The problem: Scan the entries below. Return every line that includes "tongue".

The input:
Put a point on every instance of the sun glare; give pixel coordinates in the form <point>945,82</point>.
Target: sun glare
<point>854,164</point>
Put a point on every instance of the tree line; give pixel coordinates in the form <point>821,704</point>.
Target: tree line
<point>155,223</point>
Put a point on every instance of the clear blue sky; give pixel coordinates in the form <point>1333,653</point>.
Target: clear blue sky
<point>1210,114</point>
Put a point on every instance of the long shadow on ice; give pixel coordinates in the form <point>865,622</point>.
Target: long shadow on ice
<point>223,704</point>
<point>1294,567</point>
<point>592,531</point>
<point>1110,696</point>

...

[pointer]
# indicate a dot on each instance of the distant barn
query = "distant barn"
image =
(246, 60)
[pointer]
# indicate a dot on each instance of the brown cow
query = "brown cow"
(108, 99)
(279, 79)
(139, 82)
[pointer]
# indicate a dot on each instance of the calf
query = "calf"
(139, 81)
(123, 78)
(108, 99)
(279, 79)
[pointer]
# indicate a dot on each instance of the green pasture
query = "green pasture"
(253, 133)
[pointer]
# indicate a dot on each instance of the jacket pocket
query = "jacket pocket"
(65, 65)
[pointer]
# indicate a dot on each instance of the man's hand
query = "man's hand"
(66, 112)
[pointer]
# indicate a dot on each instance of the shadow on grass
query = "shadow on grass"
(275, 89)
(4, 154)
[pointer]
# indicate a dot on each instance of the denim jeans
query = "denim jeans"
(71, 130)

---

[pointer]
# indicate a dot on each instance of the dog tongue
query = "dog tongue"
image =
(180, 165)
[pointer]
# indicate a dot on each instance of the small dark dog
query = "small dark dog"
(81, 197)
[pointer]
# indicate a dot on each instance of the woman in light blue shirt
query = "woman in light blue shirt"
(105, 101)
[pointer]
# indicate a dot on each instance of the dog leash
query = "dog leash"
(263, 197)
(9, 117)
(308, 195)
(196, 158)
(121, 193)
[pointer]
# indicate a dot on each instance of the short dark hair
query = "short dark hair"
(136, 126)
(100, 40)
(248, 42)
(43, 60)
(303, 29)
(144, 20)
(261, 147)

Solution to this problem:
# indicate a dot on each instance of the dog tongue
query = "dog tongue"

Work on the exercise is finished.